Please copy all of the data that follows exactly, leaving any pictures out.

===============

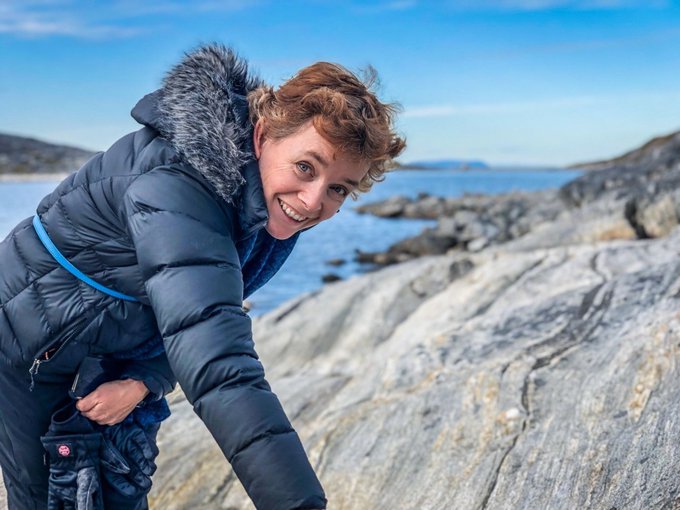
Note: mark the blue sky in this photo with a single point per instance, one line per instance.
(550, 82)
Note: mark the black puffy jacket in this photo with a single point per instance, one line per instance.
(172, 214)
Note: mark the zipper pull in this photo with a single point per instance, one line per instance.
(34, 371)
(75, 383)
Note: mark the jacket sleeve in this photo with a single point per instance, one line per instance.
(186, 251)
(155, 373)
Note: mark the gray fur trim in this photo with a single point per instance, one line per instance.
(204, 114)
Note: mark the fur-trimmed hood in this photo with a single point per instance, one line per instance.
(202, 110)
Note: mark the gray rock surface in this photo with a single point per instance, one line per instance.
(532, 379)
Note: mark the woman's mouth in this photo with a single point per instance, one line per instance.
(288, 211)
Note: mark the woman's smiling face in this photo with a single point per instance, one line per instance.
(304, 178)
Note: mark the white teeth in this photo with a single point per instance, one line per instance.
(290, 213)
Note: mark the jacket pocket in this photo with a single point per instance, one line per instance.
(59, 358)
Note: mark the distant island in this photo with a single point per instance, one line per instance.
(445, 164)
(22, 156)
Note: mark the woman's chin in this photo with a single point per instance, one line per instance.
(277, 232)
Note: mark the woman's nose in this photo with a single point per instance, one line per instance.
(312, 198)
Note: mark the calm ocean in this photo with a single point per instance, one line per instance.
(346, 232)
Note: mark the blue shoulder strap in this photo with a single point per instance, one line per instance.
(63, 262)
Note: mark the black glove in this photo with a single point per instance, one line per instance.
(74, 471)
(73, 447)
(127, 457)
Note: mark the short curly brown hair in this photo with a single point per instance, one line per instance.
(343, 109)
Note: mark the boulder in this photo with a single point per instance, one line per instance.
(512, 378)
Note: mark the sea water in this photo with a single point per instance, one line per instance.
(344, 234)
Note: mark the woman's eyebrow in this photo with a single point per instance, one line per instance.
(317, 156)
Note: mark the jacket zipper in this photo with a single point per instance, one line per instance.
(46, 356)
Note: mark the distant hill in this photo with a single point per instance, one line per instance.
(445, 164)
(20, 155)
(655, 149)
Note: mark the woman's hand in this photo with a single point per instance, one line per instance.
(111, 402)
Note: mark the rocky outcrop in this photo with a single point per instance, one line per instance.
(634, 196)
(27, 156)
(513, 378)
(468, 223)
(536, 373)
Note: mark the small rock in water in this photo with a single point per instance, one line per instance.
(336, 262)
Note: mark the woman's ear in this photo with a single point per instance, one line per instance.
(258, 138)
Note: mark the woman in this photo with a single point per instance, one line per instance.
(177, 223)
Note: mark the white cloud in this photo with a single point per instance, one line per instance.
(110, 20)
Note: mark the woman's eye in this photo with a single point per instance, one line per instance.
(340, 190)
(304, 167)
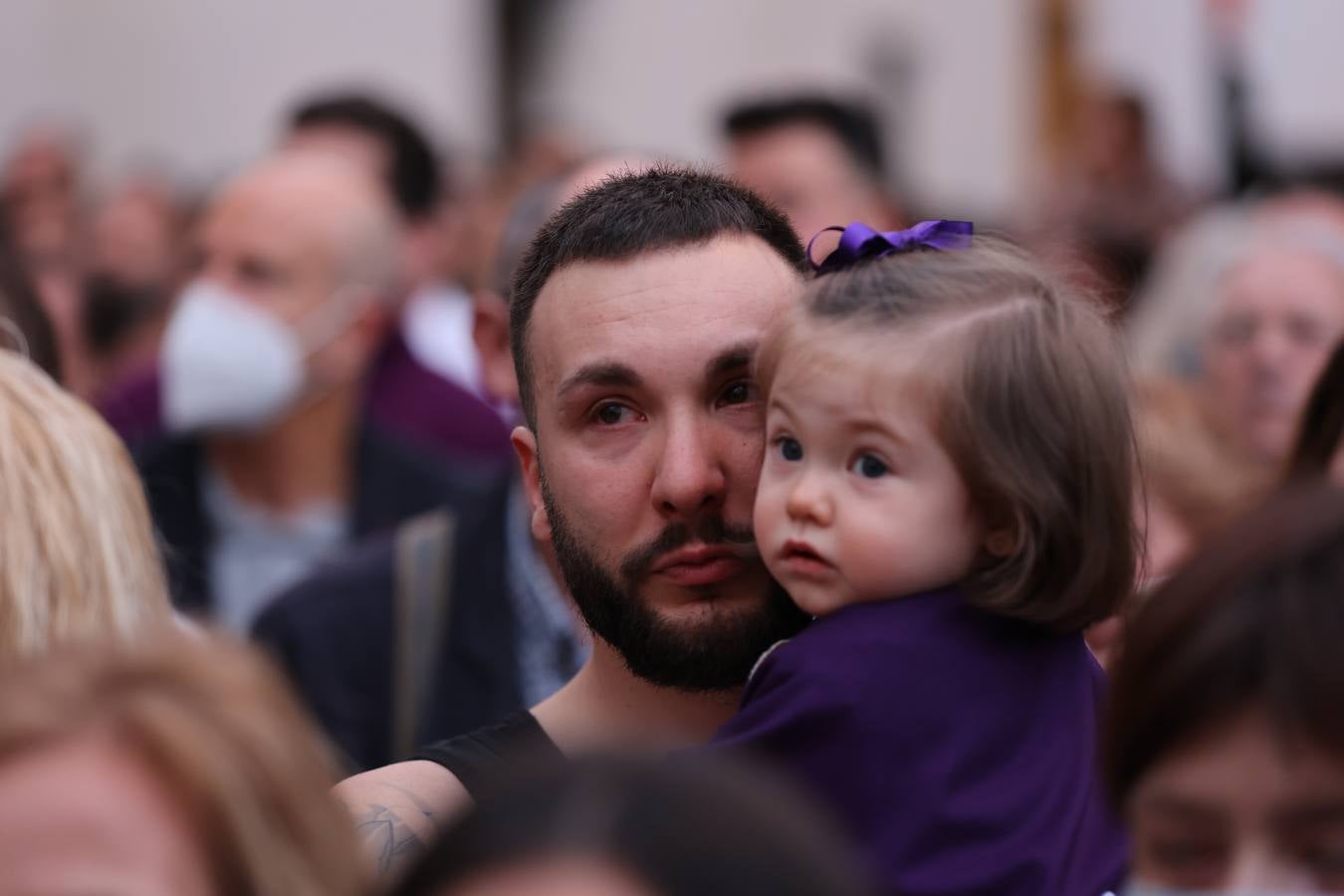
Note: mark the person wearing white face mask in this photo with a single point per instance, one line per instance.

===============

> ANSWER FOR THIS EXERCISE:
Note: mark the blue sky in this photo with a single point per instance, one line per instance.
(550, 82)
Note: mark the black puffy jacket in this photo with a single point per instance, one line per instance.
(172, 214)
Note: mark the zipper pull in this photo with a single point per instance, one line per instance.
(34, 371)
(75, 383)
Note: mark the jacket sleeve in this photo with a single point per instance, one line per instance.
(186, 251)
(155, 373)
Note: mark the gray fur trim in this photo with a single point per instance, one line per instance.
(204, 114)
Note: mark the fur-trimmed hood in this photo with a single point per instance, one line per instance.
(202, 110)
Note: mark the gray rock surface in this photo with a single point per instance, one line per instance.
(532, 379)
Note: mark the woman's mouth in this photo with a single point per instance, one line per instance.
(288, 211)
Note: mark the woman's smiling face in this photo with a single point per instance, one line per instance.
(304, 178)
Note: mark the white teeth in this photo with a single point per instance, one line per instance.
(290, 213)
Note: mark the jacket pocket in this photo with a single point per instance, one line per instance.
(59, 358)
Note: mark the distant island in this photo with a single point per instance, one line per instance.
(445, 164)
(22, 156)
Note: mark the woman's chin in this photo with a single point per instance, one line per instance.
(277, 232)
Note: mark the woman's nose in this photo with a single point per instance, one line per instance.
(312, 198)
Note: mark the calm ocean in this photo with a single point per instance, one line per instance.
(346, 232)
Note: mark the blue shoulder strap in this photo with a single point per instance, one line per instance.
(63, 262)
Note: mark the black glove in this photo with a single point per instance, one line per instance.
(74, 471)
(73, 447)
(127, 457)
Note: mark the short curly brown hair in this photo with a single point per instance, one line per instance.
(343, 109)
Note: mark the boulder in this photo with a single point per instance, one line per instance.
(512, 378)
Note: mark the sea water in this photo with a single point per instance, one line per instance.
(344, 234)
Note: mark the woman's eyebrow in this photo with a single point per instance, one line per instance.
(317, 156)
Note: mark the jacket zipper in this photo with a single point per instance, one line per instance.
(46, 356)
Note: mark the distant hill in this photo with a single point per instance, one line per instance.
(445, 164)
(20, 155)
(655, 149)
Note: mark the woman's hand in this photo with a single point per instance, one line per instance.
(111, 402)
Note: mark the rocky outcrop in this photo with a single point per instance, one line per instance.
(634, 196)
(27, 156)
(513, 378)
(468, 223)
(536, 373)
Note: mark the small rock in water in this photo with a single point per instance, one line per instance.
(336, 262)
Note: mark the woman's ear in this photo with a single point per instance, one line per instance.
(258, 138)
Note: mark the woman in this photo with a single point per instance, one line per instance.
(177, 223)
Note: mark the white cloud in this photo with a single point per instance, one line per instance.
(110, 20)
Note: mark the woman's eye in this photo with a single point per instance, one line per instance.
(340, 190)
(304, 167)
Note: mark the person wearing white face mask in this photo with a single point per instance, one line per instance.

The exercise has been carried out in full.